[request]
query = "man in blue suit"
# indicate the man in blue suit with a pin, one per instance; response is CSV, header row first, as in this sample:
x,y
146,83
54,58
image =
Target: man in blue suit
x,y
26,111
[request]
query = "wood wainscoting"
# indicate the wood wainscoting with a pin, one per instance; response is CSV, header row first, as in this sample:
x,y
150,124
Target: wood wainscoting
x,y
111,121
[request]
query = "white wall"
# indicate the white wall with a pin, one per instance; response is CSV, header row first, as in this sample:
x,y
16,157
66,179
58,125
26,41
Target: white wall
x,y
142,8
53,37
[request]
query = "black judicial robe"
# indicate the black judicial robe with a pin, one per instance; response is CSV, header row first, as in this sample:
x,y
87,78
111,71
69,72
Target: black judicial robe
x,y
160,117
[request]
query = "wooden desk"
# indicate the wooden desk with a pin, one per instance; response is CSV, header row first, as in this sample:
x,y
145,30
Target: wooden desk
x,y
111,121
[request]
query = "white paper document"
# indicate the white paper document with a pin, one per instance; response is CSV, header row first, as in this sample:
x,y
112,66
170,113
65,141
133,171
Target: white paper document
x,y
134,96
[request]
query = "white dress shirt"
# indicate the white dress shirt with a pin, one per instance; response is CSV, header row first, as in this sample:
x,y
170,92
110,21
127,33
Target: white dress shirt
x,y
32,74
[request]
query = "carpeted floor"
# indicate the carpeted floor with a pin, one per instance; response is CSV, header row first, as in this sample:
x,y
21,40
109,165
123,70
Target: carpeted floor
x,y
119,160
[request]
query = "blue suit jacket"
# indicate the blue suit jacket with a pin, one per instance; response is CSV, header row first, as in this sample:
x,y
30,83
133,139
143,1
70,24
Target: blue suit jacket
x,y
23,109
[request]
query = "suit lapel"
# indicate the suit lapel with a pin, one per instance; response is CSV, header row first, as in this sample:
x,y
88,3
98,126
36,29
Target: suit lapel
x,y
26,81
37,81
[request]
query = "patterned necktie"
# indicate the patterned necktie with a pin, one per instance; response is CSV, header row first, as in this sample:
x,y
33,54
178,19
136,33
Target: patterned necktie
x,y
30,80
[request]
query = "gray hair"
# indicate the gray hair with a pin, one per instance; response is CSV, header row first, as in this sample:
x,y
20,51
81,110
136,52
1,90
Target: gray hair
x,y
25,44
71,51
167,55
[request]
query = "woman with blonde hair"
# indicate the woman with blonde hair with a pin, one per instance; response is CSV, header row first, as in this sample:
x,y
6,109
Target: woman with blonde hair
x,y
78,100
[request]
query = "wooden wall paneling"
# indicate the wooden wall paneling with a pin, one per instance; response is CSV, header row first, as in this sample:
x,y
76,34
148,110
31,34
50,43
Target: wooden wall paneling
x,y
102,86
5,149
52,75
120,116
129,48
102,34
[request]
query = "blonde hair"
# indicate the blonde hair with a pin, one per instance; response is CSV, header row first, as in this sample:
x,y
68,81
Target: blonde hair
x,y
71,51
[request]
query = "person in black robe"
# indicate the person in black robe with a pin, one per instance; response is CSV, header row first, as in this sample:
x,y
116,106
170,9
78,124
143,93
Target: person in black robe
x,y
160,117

########

*WORK ITEM*
Give every entry again in full, precisely as written above.

*PROBLEM SOLUTION*
[request]
query = "man in blue suit"
# indicate the man in blue suit with a pin, one per instance; response is CSV, header row first, as in this sample:
x,y
146,83
54,58
image =
Target: man in blue suit
x,y
26,111
[request]
query = "wood wainscoting"
# indicate the wood wainscoting with a pin, one per instance; response is CSV, header row first, as in this sample:
x,y
150,124
Target: wood wainscoting
x,y
111,121
[request]
query = "white wall"
# indicate the white wall with a pin, one per instance; response is CSV, header row first, as in this sample:
x,y
16,157
66,179
58,125
26,41
Target: white wall
x,y
142,8
53,37
[request]
query = "black judicial robe"
# indicate the black judicial robe with a pin, one per instance; response is CSV, header row first, as in this sample:
x,y
87,78
111,71
69,72
Target: black judicial robe
x,y
160,117
[request]
query = "wooden desk"
# indicate the wooden desk with a pin, one per instance; response is CSV, header row first, as in this sample:
x,y
145,30
Target: wooden desk
x,y
111,121
[request]
query = "white paper document"
# indicate the white paper document with a pin, one per instance; response is CSV, header row first, as in this sample:
x,y
112,66
170,113
65,141
133,171
Target: white paper document
x,y
134,96
[request]
query = "white dress shirt"
# indicate the white dress shirt with a pin, one per instance; response is CSV, header row first, as in this sample:
x,y
170,92
110,21
127,33
Target: white dress shirt
x,y
32,74
[request]
query = "carpeted floor"
# indicate the carpeted floor with a pin, one per instance; response is CSV, header row first, as in this sample:
x,y
21,40
109,165
123,70
Target: carpeted floor
x,y
119,160
[request]
query = "blue suit jacket"
# indicate the blue suit jacket with a pin, one per instance; response is CSV, header row first, as in this sample:
x,y
30,83
133,139
143,1
70,24
Target: blue suit jacket
x,y
23,109
[request]
query = "suit lapel"
# indicate the suit lapel with a pin, one per instance; response is CSV, header row first, as in this sample:
x,y
88,3
98,126
36,29
Target: suit lapel
x,y
26,81
37,81
[request]
query = "patterned necktie"
# indicate the patterned necktie with a pin, one per instance; response is CSV, header row first, as in this sample:
x,y
33,54
178,19
136,33
Target: patterned necktie
x,y
30,80
[request]
query = "gray hair"
# indicate the gray hair with a pin, one per instance; response is CSV, header row first, as in this sample:
x,y
20,51
81,110
136,52
1,90
Target: gray hair
x,y
25,44
71,51
167,55
[request]
query = "woman with blonde hair"
# indicate the woman with blonde hair with a pin, one per instance; response is CSV, header row first, as in this sample:
x,y
6,109
Target: woman with blonde hair
x,y
78,100
[request]
query = "wooden wall paneling"
# indicate the wooden wall paneling with a pin, one per instance; response is CSV, header row first, as in this sample:
x,y
76,34
148,110
31,34
50,43
Target: wooden wall paneling
x,y
102,86
5,149
52,75
120,116
129,48
102,34
[request]
query = "blonde hair"
# indicate the blonde hair with a pin, one per instance; response is CSV, header row first, as in this sample:
x,y
68,81
Target: blonde hair
x,y
71,51
[request]
query = "person in black robe"
# indicate the person in black robe with a pin, one per instance; response is CSV, header row first, as in this sample:
x,y
116,106
170,9
78,124
143,93
Target: person in black robe
x,y
160,117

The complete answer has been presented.